(PROBLEM TO SOLVE) Exclude images, then output the remaining data verbatim.
(DATASET ENTRIES begins)
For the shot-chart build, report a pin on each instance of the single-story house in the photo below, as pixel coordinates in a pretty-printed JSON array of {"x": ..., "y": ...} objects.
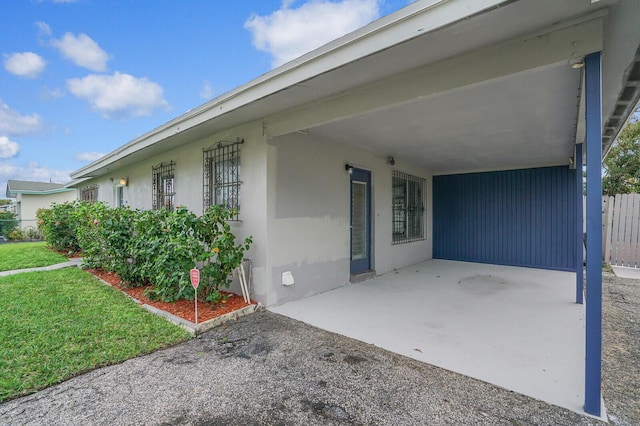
[
  {"x": 31, "y": 196},
  {"x": 449, "y": 129}
]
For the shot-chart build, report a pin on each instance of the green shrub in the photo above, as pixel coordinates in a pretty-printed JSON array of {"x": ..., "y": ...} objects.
[
  {"x": 158, "y": 247},
  {"x": 15, "y": 235},
  {"x": 8, "y": 223},
  {"x": 31, "y": 234},
  {"x": 58, "y": 225}
]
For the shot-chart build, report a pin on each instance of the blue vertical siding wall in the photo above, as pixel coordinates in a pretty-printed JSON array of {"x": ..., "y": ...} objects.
[{"x": 516, "y": 217}]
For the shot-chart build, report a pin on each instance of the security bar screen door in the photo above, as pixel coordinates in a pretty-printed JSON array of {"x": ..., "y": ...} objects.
[{"x": 360, "y": 221}]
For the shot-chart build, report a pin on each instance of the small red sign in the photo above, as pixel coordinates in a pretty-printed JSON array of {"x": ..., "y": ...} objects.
[{"x": 195, "y": 277}]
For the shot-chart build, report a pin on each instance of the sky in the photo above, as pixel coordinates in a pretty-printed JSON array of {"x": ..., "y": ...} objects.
[{"x": 80, "y": 78}]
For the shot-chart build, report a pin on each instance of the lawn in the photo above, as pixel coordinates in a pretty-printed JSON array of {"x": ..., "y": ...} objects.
[
  {"x": 27, "y": 255},
  {"x": 57, "y": 324}
]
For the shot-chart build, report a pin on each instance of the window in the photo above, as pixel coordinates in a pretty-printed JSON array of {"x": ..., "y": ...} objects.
[
  {"x": 408, "y": 208},
  {"x": 120, "y": 196},
  {"x": 221, "y": 175},
  {"x": 163, "y": 186},
  {"x": 89, "y": 193}
]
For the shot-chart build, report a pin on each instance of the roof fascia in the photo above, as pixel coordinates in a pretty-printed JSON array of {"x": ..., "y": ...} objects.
[{"x": 414, "y": 20}]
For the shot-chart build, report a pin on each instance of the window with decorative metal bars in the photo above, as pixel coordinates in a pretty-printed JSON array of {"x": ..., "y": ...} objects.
[
  {"x": 221, "y": 176},
  {"x": 408, "y": 208},
  {"x": 163, "y": 186},
  {"x": 89, "y": 193}
]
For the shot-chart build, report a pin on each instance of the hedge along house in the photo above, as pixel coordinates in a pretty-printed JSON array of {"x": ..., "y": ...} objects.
[
  {"x": 450, "y": 129},
  {"x": 31, "y": 196}
]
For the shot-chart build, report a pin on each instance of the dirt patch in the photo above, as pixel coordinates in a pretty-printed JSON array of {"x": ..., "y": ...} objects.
[
  {"x": 184, "y": 309},
  {"x": 621, "y": 349}
]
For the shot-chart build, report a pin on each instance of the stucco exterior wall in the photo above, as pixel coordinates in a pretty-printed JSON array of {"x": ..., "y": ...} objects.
[
  {"x": 28, "y": 205},
  {"x": 189, "y": 188},
  {"x": 295, "y": 202},
  {"x": 309, "y": 211}
]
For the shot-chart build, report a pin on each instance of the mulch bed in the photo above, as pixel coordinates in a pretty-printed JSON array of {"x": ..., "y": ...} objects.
[{"x": 184, "y": 309}]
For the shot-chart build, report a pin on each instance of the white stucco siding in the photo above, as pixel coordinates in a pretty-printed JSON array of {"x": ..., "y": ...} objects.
[
  {"x": 188, "y": 183},
  {"x": 30, "y": 203},
  {"x": 309, "y": 215}
]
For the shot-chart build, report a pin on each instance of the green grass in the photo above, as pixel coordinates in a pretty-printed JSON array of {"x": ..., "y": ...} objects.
[
  {"x": 57, "y": 324},
  {"x": 27, "y": 255}
]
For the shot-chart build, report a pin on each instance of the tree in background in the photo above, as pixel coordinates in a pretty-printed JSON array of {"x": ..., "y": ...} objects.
[
  {"x": 8, "y": 223},
  {"x": 621, "y": 166}
]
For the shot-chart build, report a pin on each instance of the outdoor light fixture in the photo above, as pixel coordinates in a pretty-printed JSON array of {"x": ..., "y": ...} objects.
[{"x": 576, "y": 64}]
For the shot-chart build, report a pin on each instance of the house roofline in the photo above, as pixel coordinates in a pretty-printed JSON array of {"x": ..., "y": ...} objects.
[
  {"x": 348, "y": 48},
  {"x": 47, "y": 192}
]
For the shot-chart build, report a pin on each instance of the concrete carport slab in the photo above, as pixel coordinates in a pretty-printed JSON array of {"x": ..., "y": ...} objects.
[{"x": 517, "y": 328}]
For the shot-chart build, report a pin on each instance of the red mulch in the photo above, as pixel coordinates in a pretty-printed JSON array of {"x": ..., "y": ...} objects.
[{"x": 184, "y": 309}]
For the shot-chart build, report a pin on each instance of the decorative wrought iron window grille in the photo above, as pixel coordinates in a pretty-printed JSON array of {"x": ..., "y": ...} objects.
[
  {"x": 408, "y": 208},
  {"x": 221, "y": 176},
  {"x": 163, "y": 186},
  {"x": 89, "y": 193}
]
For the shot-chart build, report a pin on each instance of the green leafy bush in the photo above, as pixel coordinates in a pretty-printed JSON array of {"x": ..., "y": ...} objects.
[
  {"x": 8, "y": 223},
  {"x": 158, "y": 247},
  {"x": 16, "y": 235},
  {"x": 58, "y": 225}
]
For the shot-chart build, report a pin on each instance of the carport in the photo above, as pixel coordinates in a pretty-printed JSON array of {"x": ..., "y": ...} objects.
[
  {"x": 517, "y": 328},
  {"x": 502, "y": 102}
]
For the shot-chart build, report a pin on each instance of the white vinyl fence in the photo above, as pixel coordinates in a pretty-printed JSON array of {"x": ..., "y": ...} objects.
[{"x": 621, "y": 230}]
(DATASET ENTRIES ends)
(COMPLETED EXERCISE)
For the shot-chart build, report a pin on each instance of the single-story house in the photo below, as pixel coordinates in a pretty-printed JSON array of {"x": ..., "y": ...} objects.
[
  {"x": 31, "y": 196},
  {"x": 449, "y": 129}
]
For the shot-chart build, report a pin on each instance of the green shrub in the photo above, as pixel coordinates in a pretty-printed JSON array of {"x": ..., "y": ...} objects.
[
  {"x": 158, "y": 247},
  {"x": 15, "y": 235},
  {"x": 8, "y": 223},
  {"x": 31, "y": 234},
  {"x": 58, "y": 225}
]
For the shot-chart build, report a pin on each instance of the blue vertical siding wall in the photo above, as pixel coordinates in a pretty-printed JSON array of {"x": ..., "y": ...} objects.
[{"x": 516, "y": 217}]
For the shot-chart build, report a pin on each instance of the security bar screen door in the photo above, as pixel coordinates in a pretty-printed JSON array of {"x": ..., "y": ...} objects.
[{"x": 360, "y": 221}]
For the shot-chart build, report a pin on each instance of the small red sign in the photo above, as pixel coordinates in a pretty-printed JSON array of {"x": ..., "y": ...} objects.
[{"x": 195, "y": 277}]
For the shot-chart build, report a pin on each instance of the sky in the photo above, as pixel coordinates in a pretty-printed JSON array of {"x": ..., "y": ...} objects.
[{"x": 80, "y": 78}]
For the shot-chart build, report a pin on each instance of the lawn in the photo above, as pixel coordinates in a pretty-printed JSON array of {"x": ..., "y": ...} objects.
[
  {"x": 27, "y": 255},
  {"x": 57, "y": 324}
]
For the shot-chart build, report a pin on each instance of the window in the photo above, as pixel coordinates in a pretty-printed JSON array of {"x": ..., "y": ...} objects.
[
  {"x": 408, "y": 208},
  {"x": 120, "y": 196},
  {"x": 221, "y": 175},
  {"x": 163, "y": 186},
  {"x": 89, "y": 193}
]
For the shot-chart build, report a pin on each instance of the roof fascia in the photo above, as pixel coordinates in a pretty-printed JSON array of {"x": ..., "y": ...} objects.
[{"x": 414, "y": 20}]
For the shot-chart build, report a pin on each instance of the window with decorative metal bars in the photo above, as pixel coordinates in a pretty-printed JSON array of {"x": ..., "y": ...} objects.
[
  {"x": 221, "y": 176},
  {"x": 408, "y": 208},
  {"x": 163, "y": 186},
  {"x": 89, "y": 193}
]
For the shot-chart build, report a pin on each instance of the hedge along house in the photo above, as pixel coordinates in a pretty-printed JSON array of {"x": ..., "y": ...} objects.
[
  {"x": 450, "y": 129},
  {"x": 31, "y": 196}
]
For the shot-chart build, report a pin on each instance of the dirt patch in the photo above, as pixel coordinates in a pretty-printed JSON array of {"x": ..., "y": ...} objects.
[
  {"x": 184, "y": 309},
  {"x": 621, "y": 349}
]
For the shot-chart build, report a pin on each instance of the stucco exterior wall in the photo above, as pixel coordinates in a pretty-printed JSON array of {"x": ..., "y": ...} objects.
[
  {"x": 28, "y": 205},
  {"x": 189, "y": 188},
  {"x": 295, "y": 202},
  {"x": 309, "y": 211}
]
For the shot-chart build, report a pin on each instance of the mulch bed in the photo above, as pixel coordinates in a pretty-printed JSON array of {"x": ..., "y": ...} objects.
[{"x": 184, "y": 309}]
For the shot-chart build, report a pin on each instance of the white stucco siding in the photo above, as pixel coordinates in a pretty-printed JSON array of {"x": ..., "y": ...} objects.
[
  {"x": 188, "y": 183},
  {"x": 30, "y": 203},
  {"x": 309, "y": 215}
]
For the shot-chart build, report a pin on each instance of the green grass in the photo above, as pixel coordinates in a pretty-printed JSON array of {"x": ..., "y": ...} objects.
[
  {"x": 57, "y": 324},
  {"x": 27, "y": 255}
]
For the shot-chart build, report a pin on each instance of the tree in background in the photo above, as pixel coordinates in a pretty-printed JSON array of {"x": ..., "y": ...} objects.
[
  {"x": 8, "y": 223},
  {"x": 621, "y": 166}
]
For the shot-chart build, report a pin on each instance of the outdoor light fixture in the photo above, as pixel coordinates in a pretty-printed JSON array of {"x": ..., "y": ...} objects.
[{"x": 576, "y": 64}]
For the shot-chart build, report a pin on each instance of the house roofline in the photo above, as pixel coordinates in a pretty-printed JSON array of {"x": ..., "y": ...} objects.
[
  {"x": 348, "y": 48},
  {"x": 47, "y": 192}
]
For the shot-chart build, report a pin on each instance of the concrete carport slab in the photo above, as pixel coordinates in a pretty-printed JSON array of {"x": ..., "y": ...} objects.
[{"x": 517, "y": 328}]
For the shot-chart build, report a pin on each instance of the red mulch in the photo above, as pixel coordinates in a pretty-printed JSON array of {"x": ..., "y": ...} objects.
[{"x": 184, "y": 309}]
For the shot-chart build, report a pin on each instance of the decorative wrought iron window grille in the photo above, as pixel coordinates in a pretty-printed JSON array of {"x": ..., "y": ...} objects.
[
  {"x": 408, "y": 208},
  {"x": 221, "y": 176},
  {"x": 163, "y": 186},
  {"x": 89, "y": 193}
]
For the shot-chart build, report a pin on each instance of the green leafy bush in the photo above, as pixel coordinates in a pretty-printed JSON array of {"x": ..., "y": ...} objects.
[
  {"x": 8, "y": 223},
  {"x": 158, "y": 247},
  {"x": 16, "y": 235},
  {"x": 58, "y": 225}
]
For the shot-chart build, report a pin on each instance of the carport in the photo above, as pixel coordinates in a pretty-printed JSON array of {"x": ..., "y": ...} objects.
[
  {"x": 517, "y": 328},
  {"x": 502, "y": 102}
]
For the shot-chart build, report a pin on each instance of the white vinyl fence in the photo above, as pixel coordinates in a pretty-printed JSON array of {"x": ..., "y": ...} objects.
[{"x": 621, "y": 230}]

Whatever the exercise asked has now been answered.